§ Aim of the exercise: State how many lines in the rows below contain the string "Query", treating case as significant, and reply with the number only.

-------- Data excerpts --------

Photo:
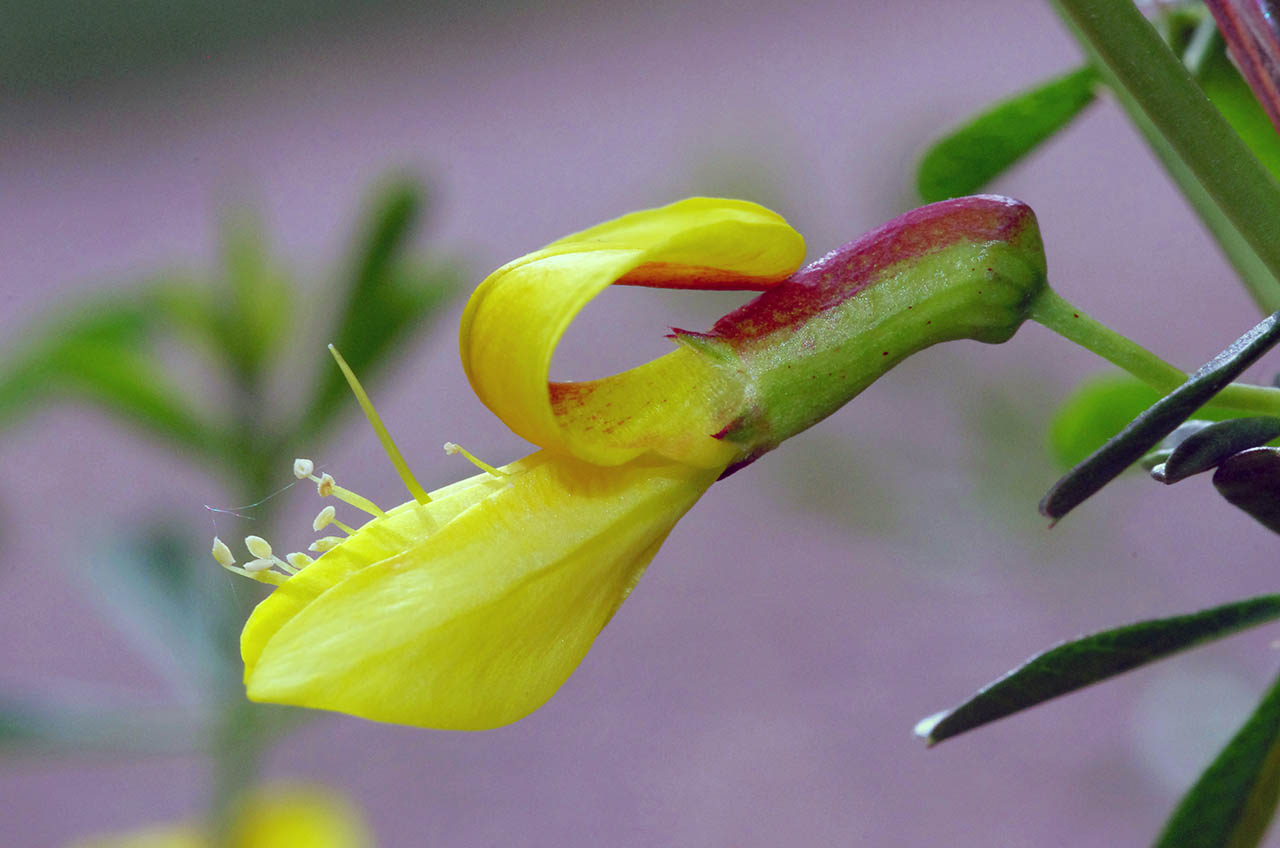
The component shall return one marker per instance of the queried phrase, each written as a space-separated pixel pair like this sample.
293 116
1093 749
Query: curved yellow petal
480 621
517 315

--------
-------- Data excerpts --------

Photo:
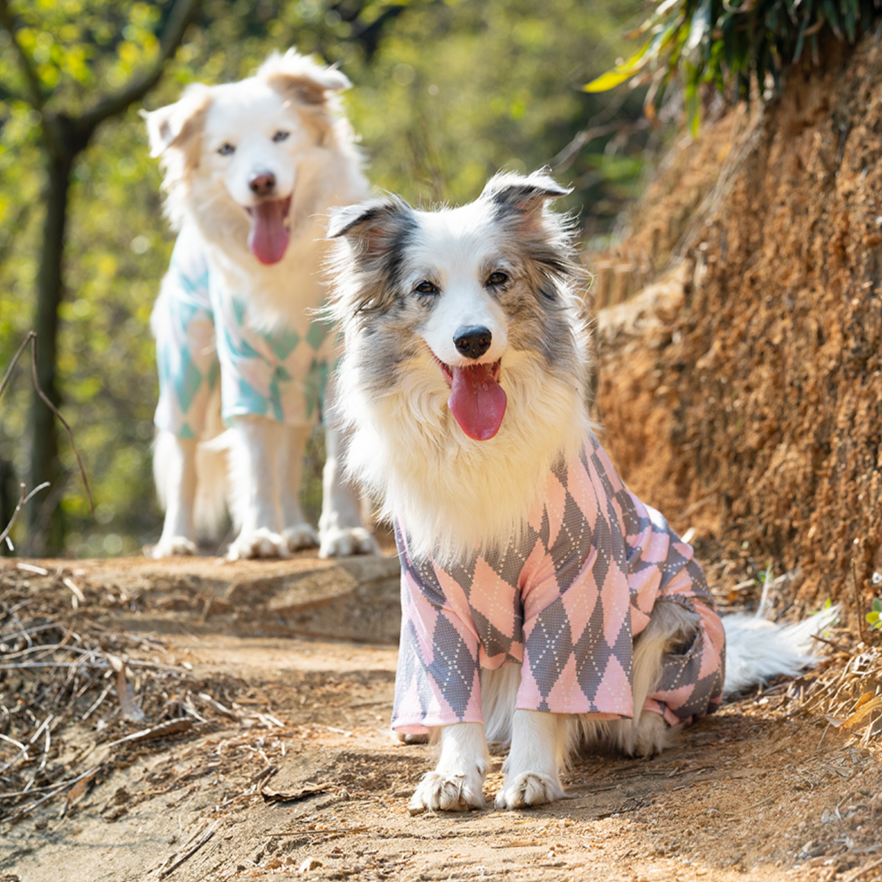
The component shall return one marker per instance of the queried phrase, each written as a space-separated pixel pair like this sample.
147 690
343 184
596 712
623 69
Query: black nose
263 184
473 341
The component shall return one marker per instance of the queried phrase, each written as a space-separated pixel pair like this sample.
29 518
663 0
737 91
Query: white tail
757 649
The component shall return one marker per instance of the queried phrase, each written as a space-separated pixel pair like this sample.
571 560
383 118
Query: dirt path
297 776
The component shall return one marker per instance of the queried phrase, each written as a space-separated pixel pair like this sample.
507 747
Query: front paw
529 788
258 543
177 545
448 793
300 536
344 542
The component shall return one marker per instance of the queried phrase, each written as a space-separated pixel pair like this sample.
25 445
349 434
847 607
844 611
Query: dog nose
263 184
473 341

--------

§ Complete output: 6